Council fails to staff its own consultation session in Ashburton

Croydon’s non-consultation consultations reached a new nadir over the weekend, when a promised drop-in session about the old library building in Ashburton Park was left unstaffed by council officials.

This is what a public consultation, Croydon Council-style, looks like in 2016

This is what a public consultation, Croydon Council-style, looks like in 2016

Residents, and some councillors, have long suggested that such “consultation” sessions are nothing more than our highly paid council executives paying lip-service to certain legal requirements that the local authority is supposed to observe, just to tick a few boxes and give the impression that local people’s views are ever considered, before they go ahead and do want they planned to do all along.

The Ashburton Library drop-in session on Saturday – the one day when residents who have to work for a living might have had an opportunity to speak to council officials about the scheme – underlined how little importance is given to residents’ views. No one from the council bothered to turn up in the morning to explain the plans or hear residents’ views.

The council had offered the consultation session with this barely publicised message on its official website: “Before we take the plans to committee, we would like to welcome you to see, hear and comment on our exciting new plans for the redevelopment of the building. These plans have been designed using the feedback received from the local community, helping us to shape the proposals to turn the building into a thriving community hub.

“You can get involved by joining us at an exhibition at Ashburton Library, Friday 2 September 12-5pm & Saturday 3 September 10am-4pm 2016. These are drop-in sessions, where you will be able to see the plans and talk to council officers. There will also be the opportunity to submit any feedback that you may have.”

Or not, if you bothered turning up on Saturday morning.

Those who had taken the trouble to visit the exhibit found a hastily scrawled message pinned to one of the display boards. “Somebody from Croydon Council might be here from 12.00 today to answer questions,” it said.

Submissions of interest in leasing the old library building in Ashburton Park have to be submitted before the end of April

The old library building in Ashburton Park. You may not like the plans, but what does the council care?

The plaintive use of the word “might” in that note says much about the state of Croydon Council today.

Anyone on Saturday who tried to telephone the council to ask about its own consultation session will have struggled to get through, since the phone lines are no longer staffed after 4pm on Fridays (and getting through in the hour or so before that might test the patience of a saint, too).

One resident, interested and civic-minded enough to take time out of their own weekend to visit the council’s Ashburton Library exhibition, did tweet an admonishment to the council’s (unstaffed) Twitter account, @YourCroydon. They finally received the courtesy of a response just after 11.30am today, nearly 48 hours later. And long after the consultation sessions were finished.
· · · ·
▸ **Stated exercise 1**
Rewrite the listing from the line that contains "of the still" through the line that contains "x=677 y=536", replacing "thickest part" with "widest part" and leaving everything else unchanged.

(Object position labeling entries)
· · · ·
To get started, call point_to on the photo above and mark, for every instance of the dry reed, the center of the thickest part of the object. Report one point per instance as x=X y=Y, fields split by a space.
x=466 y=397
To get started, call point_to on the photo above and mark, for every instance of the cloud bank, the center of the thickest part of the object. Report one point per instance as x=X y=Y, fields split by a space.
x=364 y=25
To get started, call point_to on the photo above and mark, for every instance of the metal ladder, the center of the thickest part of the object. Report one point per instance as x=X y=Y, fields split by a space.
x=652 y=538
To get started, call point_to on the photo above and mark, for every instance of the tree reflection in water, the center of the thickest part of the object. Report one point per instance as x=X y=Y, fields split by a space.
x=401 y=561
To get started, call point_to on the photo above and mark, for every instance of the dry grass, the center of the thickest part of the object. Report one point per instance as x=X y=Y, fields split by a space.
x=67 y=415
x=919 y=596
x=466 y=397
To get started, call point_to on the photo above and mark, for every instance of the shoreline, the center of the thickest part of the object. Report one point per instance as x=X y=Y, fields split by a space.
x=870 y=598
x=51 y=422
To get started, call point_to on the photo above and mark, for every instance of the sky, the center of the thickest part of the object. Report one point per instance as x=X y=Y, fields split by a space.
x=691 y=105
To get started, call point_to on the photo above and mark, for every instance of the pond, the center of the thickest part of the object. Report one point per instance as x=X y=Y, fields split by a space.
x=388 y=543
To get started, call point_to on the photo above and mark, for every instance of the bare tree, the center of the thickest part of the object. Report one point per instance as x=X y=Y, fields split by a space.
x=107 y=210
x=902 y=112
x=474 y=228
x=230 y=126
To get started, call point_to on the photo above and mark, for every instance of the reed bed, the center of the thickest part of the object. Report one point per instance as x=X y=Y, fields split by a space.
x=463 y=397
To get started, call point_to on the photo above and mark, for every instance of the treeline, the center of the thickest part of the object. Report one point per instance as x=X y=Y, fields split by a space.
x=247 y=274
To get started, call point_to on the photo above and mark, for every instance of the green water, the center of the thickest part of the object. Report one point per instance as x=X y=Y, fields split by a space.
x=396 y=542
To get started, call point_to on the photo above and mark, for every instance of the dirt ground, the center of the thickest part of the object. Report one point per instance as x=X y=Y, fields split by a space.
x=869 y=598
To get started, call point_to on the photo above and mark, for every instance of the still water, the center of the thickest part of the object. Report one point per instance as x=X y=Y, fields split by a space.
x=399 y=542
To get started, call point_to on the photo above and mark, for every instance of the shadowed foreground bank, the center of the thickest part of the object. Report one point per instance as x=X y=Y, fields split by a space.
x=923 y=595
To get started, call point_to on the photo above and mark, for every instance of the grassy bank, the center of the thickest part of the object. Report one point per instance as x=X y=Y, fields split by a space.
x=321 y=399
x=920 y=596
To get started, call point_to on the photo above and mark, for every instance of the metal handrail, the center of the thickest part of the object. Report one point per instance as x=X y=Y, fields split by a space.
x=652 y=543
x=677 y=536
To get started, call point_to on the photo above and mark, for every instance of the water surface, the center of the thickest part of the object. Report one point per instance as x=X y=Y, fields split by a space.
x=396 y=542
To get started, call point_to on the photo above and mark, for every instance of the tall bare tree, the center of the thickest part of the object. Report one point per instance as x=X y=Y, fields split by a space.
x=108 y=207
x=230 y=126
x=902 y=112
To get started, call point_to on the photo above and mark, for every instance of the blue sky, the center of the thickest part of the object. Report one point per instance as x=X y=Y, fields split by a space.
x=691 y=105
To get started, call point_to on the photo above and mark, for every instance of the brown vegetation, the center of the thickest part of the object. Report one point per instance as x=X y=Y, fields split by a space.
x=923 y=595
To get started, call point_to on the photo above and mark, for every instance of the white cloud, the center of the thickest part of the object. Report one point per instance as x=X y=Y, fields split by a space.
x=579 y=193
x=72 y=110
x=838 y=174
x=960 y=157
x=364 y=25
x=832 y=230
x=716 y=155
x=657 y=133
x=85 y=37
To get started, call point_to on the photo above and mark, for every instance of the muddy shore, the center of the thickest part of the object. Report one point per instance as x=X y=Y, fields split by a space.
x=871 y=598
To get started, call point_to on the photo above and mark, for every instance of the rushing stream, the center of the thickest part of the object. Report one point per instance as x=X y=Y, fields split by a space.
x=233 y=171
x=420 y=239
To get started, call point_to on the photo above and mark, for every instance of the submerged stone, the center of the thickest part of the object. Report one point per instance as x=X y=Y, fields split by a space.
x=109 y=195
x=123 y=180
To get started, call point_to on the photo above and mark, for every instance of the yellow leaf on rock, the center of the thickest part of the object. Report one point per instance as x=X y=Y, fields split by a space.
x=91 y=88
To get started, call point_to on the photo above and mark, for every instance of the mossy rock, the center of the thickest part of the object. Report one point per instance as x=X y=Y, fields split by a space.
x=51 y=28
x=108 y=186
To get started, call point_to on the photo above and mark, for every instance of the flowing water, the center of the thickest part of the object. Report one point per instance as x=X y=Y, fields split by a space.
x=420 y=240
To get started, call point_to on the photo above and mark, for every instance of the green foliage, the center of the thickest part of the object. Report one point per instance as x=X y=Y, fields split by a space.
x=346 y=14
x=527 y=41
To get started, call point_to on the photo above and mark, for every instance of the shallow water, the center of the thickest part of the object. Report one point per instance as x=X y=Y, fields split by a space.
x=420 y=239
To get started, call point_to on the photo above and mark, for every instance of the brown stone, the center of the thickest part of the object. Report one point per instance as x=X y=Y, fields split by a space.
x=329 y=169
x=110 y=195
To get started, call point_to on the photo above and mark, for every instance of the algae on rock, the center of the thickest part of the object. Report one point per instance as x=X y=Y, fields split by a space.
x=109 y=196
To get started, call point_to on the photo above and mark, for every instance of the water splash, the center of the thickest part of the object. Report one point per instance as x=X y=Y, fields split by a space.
· · · ·
▸ **Stated exercise 2**
According to the article on the Ashburton consultation, after what time on Fridays are the council's phone lines no longer staffed?

▸ **Full solution 1**
To get started, call point_to on the photo above and mark, for every instance of the still water, the center of the widest part of the object. Report one point per instance as x=X y=Y, fields split by a space.
x=399 y=542
To get started, call point_to on the photo above and mark, for every instance of the shadowed foreground bank, the center of the widest part of the object. Report one point per instance as x=X y=Y, fields split by a space.
x=923 y=595
To get started, call point_to on the photo above and mark, for every instance of the grassy bank, the center of the widest part of the object. Report one point per instance as x=X y=Y, fields split by a space.
x=321 y=399
x=920 y=596
To get started, call point_to on the photo above and mark, for every instance of the metal handrail, the center of the widest part of the object. Report one point per instance as x=X y=Y, fields split by a space.
x=652 y=543
x=677 y=536

▸ **Full solution 2**
After 4pm.